【ユドヨノ政権10年】 政治の安定不可欠 経済成長、国際環境も有利に 富吉賢一氏 (ジェトロ・ジャカルタ事務所長)
ユドヨノ政権の10年で経済も着実に成長した。日本とインドネシアの経済のパイプも一層太くなった。日本貿易振興機構(ジェトロ)ジャカルタ事務所の富吉賢一所長はインドネシアの経済成長について「国際的な経済環境が有利に働いたことと、国内政治が安定した事が大きかった」と指摘した。
「ユドヨノ大統領の最大の貢献は『民主政治下の安定』という貴重な『成功体験』をこの国にもたらしたこと」と富吉氏は評価する。「アジア・アフリカ諸国はもちろん、中東の『アラブの春』でも民主化に乗り出して挫折した国は枚挙にいとまがない。10年前、インドネシアでさえ、このまま民主化が定着すると信じていた人は少なかったと思う。しかし、安定政権を維持して、世界に冠たる民主国家としてのインドネシアの評価を確立した」。経済的な成長に、政治の安定は不可欠だった、と強調した。
この10年で国際経済に甚大な影響を与えたのが2008年のリーマンショック。富吉氏は「09年、インドネシアの実質GDP成長率は4.5%で、中国、インドと共にプラス成長を維持した3大国の一角を占めた」と指摘する。
確かに、近隣のシンガポール、マレーシア、タイは09年、マイナス成長になっており、それに比べ、インドネシアは「軽症」で、落ち込みの小さい安定した成長を続けてきた。成長率の推移を見ると、「この10年では11年の6.5%をピークに、半分は6%に乗っている。期待通りの成長率を実現した」と述べた。このため、リーマンショック後、米国はダメになって、行き場を失った投資資金がインドネシアの証券市場に流入した。
■日本車の生産急拡大
富吉氏はさまざまな数字や傾向をあげた。まず、日本からの直接投資だが、11年から急増し、13年には47億ドルで各国別のトップになった。「主な理由は東日本大震災後の急速な円高です。11年10月、1ドル75円になっている。海外に出るしかない、となってトヨタ、日産、ホンダなど自動車を中心に製造業がインドネシアにどっと進出、工場の新設、拡張の増産投資をした」と説明した。トヨタの販売台数は03年の約10万台から、13年には約43万台。この10年で4.3倍になっている。インドネシアの車の生産台数もリーマンショック後の落ち込みで46万台から13年の120万台へと、4年で3倍に急増している。
ジャカルタ・ジャパンクラブの法人部会の会員数もこの10年、着実に増加している。03年度末の407社が、13年度末には557社に。近年は生保や食品など裾野が広がっていることが特徴だ。

やること:
- A) 引用文の「ユドヨノ政権の10年で経済も」から「は不可欠だった、と強調した。」までの部分を、そのまま引用せよ。
- B) 引用文で名前が挙がっている自動車メーカーをすべて挙げよ。
- C) 次の各文が引用文の内容と合っているかどうかを、はい・いいえで答え、決め手となる引用文の語句をそのまま添えよ。(i) 2009年のインドネシアの実質GDP成長率は4.5%だった。(ii) 2013年、日本からインドネシアへの直接投資は各国別で2位だった。(iii) ジャカルタ・ジャパンクラブ法人部会の会員数は、13年度末に600社を超えた。
引用文に書かれていることだけを手がかりにすること。

提供データ:
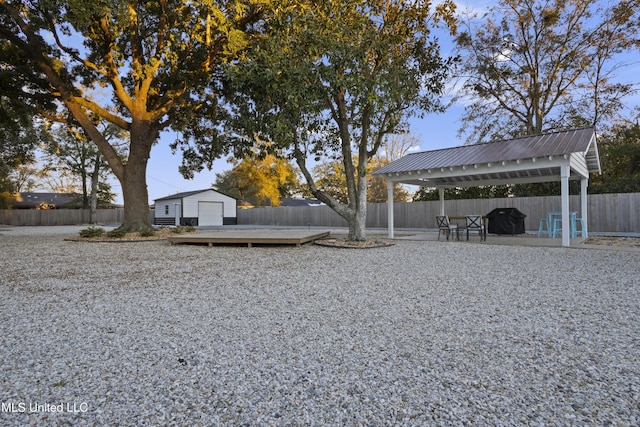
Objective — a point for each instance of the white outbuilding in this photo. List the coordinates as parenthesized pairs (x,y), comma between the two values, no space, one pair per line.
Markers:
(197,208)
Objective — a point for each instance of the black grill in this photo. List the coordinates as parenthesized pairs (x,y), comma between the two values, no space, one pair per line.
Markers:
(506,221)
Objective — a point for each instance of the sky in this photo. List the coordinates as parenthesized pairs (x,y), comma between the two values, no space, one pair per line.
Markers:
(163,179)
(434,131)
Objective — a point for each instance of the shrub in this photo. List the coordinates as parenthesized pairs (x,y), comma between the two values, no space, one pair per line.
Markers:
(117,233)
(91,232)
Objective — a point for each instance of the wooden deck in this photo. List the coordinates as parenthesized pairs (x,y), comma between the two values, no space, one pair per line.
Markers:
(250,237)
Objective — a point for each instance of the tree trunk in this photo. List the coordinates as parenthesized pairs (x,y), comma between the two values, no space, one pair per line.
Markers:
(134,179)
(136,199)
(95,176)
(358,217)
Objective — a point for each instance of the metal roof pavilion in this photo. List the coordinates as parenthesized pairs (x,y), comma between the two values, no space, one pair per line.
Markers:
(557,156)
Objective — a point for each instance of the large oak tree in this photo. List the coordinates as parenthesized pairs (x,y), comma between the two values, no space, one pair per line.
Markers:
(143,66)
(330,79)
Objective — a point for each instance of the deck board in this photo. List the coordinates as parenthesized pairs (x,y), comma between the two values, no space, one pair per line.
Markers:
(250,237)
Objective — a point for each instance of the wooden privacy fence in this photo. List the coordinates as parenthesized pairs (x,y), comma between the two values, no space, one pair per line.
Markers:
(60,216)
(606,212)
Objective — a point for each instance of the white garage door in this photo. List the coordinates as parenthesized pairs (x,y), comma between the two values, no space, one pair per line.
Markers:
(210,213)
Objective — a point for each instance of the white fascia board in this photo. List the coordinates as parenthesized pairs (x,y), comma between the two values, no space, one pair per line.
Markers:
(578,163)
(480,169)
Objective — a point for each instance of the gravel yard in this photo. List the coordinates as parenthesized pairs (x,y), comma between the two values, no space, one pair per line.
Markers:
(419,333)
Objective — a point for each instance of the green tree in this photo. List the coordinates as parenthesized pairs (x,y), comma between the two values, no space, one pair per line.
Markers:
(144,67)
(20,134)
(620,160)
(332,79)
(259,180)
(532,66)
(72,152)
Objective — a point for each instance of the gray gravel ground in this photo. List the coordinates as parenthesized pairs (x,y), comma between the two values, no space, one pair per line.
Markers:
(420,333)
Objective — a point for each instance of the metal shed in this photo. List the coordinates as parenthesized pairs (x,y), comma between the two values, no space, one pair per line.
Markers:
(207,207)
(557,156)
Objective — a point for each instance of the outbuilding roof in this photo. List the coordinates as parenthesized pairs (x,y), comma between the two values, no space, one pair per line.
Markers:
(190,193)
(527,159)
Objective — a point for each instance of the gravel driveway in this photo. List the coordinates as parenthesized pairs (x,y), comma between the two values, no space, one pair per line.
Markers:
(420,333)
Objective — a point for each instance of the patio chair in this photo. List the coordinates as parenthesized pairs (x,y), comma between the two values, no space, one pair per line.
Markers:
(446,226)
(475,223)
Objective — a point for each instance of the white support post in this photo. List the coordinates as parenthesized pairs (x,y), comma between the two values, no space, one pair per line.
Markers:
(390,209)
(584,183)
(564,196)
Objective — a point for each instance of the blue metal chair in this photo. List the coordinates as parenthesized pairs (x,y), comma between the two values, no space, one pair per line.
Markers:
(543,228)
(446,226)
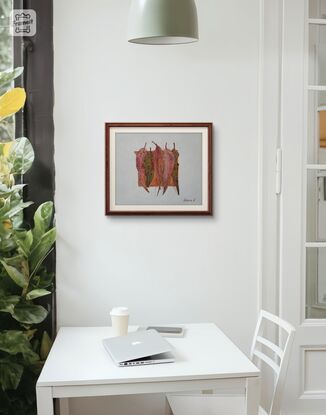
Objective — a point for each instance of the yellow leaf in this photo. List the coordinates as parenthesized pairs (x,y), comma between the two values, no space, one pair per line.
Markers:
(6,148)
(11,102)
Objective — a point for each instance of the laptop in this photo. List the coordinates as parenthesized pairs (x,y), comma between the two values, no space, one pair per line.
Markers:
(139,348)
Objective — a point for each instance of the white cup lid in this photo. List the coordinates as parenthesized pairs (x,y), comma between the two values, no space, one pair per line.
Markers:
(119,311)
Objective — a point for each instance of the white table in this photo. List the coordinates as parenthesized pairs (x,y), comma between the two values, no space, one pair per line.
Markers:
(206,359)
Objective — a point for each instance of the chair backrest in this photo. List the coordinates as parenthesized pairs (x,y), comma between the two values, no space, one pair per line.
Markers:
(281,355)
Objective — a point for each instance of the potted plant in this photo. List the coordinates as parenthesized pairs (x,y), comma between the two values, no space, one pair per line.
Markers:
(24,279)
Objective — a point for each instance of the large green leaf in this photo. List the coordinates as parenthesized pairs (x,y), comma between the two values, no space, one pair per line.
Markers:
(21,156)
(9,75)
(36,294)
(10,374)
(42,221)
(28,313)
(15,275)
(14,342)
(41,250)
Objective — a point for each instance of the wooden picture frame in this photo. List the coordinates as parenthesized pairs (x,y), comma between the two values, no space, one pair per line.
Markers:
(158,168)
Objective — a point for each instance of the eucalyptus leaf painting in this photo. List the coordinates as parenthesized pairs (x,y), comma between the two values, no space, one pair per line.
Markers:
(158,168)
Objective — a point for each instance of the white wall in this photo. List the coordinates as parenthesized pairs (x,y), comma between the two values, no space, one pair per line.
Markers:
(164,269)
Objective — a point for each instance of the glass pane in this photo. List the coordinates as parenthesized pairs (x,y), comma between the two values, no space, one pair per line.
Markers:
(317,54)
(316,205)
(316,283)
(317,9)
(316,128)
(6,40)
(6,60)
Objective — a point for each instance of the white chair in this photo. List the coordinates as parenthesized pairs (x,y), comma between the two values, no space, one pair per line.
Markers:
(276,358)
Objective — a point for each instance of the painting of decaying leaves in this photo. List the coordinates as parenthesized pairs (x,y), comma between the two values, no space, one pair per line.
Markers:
---
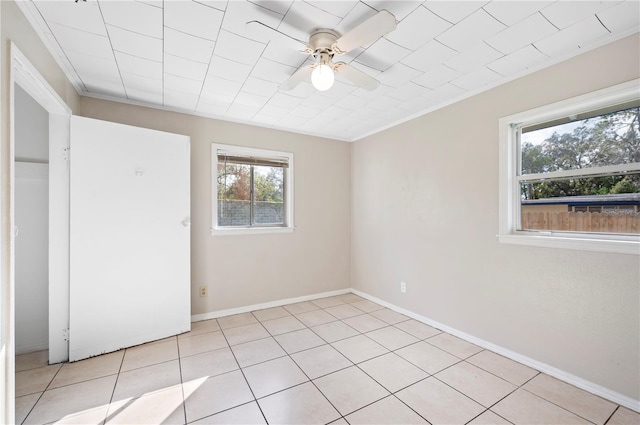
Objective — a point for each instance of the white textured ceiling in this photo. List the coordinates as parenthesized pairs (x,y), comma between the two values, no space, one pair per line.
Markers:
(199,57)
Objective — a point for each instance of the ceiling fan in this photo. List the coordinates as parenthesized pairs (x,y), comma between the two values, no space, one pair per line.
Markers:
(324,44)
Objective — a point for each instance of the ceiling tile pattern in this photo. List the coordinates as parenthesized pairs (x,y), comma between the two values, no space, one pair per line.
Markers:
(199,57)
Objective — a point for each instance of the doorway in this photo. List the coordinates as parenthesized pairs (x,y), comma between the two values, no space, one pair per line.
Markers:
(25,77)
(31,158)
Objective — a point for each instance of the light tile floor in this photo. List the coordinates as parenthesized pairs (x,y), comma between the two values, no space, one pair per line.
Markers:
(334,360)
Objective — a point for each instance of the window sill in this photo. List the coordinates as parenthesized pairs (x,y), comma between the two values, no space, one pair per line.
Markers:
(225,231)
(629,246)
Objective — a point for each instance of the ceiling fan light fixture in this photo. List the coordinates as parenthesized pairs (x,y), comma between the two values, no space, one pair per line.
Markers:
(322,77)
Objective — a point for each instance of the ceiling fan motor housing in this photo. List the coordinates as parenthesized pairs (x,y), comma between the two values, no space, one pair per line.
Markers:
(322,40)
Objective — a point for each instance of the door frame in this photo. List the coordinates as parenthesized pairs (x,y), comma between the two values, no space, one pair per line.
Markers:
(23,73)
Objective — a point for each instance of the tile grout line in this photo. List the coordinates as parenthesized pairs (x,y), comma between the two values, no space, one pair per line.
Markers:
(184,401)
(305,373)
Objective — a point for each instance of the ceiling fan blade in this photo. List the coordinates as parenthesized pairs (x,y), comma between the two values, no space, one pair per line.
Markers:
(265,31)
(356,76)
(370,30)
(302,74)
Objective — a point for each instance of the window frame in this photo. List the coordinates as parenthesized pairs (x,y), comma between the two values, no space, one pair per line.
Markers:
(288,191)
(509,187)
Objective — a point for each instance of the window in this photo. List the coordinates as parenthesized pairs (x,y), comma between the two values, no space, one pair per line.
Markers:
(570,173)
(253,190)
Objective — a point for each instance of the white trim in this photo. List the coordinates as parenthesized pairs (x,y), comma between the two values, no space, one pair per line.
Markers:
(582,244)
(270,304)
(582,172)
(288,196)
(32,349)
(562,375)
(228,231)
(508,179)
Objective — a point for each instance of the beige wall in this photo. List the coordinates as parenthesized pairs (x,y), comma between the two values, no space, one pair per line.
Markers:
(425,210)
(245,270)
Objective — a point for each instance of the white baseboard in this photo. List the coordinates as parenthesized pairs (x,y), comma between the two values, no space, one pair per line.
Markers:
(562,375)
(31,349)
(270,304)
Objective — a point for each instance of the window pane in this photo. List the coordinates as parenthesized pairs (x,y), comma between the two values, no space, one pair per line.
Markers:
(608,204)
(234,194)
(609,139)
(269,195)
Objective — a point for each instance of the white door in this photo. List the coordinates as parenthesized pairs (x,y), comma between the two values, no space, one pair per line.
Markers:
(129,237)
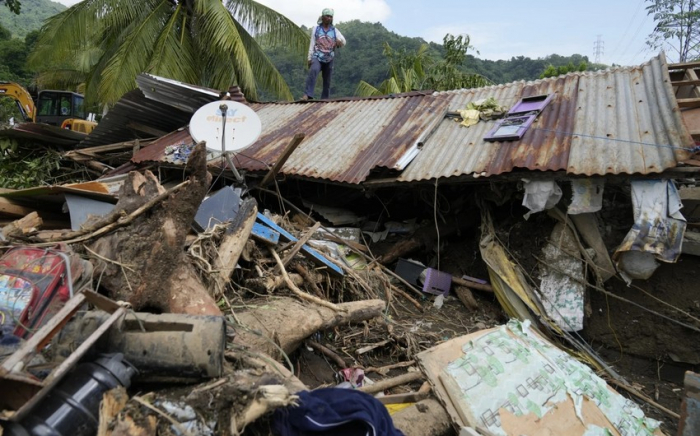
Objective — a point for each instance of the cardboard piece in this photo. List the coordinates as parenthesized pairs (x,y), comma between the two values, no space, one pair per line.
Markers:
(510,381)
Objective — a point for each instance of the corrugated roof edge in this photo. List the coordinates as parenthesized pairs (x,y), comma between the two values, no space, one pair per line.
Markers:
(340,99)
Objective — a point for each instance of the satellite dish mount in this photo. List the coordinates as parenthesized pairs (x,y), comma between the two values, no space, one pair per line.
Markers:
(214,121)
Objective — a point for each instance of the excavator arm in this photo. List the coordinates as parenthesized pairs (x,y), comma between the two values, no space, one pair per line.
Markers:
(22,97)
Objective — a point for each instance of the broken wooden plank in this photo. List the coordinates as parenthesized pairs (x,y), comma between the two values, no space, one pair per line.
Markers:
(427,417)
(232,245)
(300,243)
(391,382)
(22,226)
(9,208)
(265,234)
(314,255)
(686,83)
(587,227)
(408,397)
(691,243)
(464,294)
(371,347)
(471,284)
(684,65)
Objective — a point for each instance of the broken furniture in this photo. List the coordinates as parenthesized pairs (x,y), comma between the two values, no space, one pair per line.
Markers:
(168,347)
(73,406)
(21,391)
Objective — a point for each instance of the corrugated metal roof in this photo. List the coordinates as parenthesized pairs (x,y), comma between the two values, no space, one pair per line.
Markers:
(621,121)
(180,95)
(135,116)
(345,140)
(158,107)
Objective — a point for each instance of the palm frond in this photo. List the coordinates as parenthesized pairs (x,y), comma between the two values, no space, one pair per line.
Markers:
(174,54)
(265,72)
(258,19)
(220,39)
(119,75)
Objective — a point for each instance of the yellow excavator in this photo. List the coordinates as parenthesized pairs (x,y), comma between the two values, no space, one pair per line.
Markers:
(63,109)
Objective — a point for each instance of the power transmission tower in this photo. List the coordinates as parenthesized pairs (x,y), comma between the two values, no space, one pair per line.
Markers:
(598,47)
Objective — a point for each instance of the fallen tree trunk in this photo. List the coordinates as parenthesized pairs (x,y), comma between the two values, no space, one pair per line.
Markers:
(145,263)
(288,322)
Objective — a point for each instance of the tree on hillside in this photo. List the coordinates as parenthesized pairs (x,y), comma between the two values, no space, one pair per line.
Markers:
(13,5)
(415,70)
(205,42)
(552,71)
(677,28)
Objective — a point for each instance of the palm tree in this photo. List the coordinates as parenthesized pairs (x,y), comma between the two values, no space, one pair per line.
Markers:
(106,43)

解答一覧:
- A)
ユドヨノ政権の10年で経済も着実に成長した。日本とインドネシアの経済のパイプも一層太くなった。日本貿易振興機構(ジェトロ)ジャカルタ事務所の富吉賢一所長はインドネシアの経済成長について「国際的な経済環境が有利に働いたことと、国内政治が安定した事が大きかった」と指摘した。
「ユドヨノ大統領の最大の貢献は『民主政治下の安定』という貴重な『成功体験』をこの国にもたらしたこと」と富吉氏は評価する。「アジア・アフリカ諸国はもちろん、中東の『アラブの春』でも民主化に乗り出して挫折した国は枚挙にいとまがない。10年前、インドネシアでさえ、このまま民主化が定着すると信じていた人は少なかったと思う。しかし、安定政権を維持して、世界に冠たる民主国家としてのインドネシアの評価を確立した」。経済的な成長に、政治の安定は不可欠だった、と強調した。

- B) トヨタ、日産、ホンダ

- C)
(i) はい。「09年、インドネシアの実質GDP成長率は4.5%で」
(ii) いいえ。「13年には47億ドルで各国別のトップになった」
(iii) いいえ。「13年度末には557社に」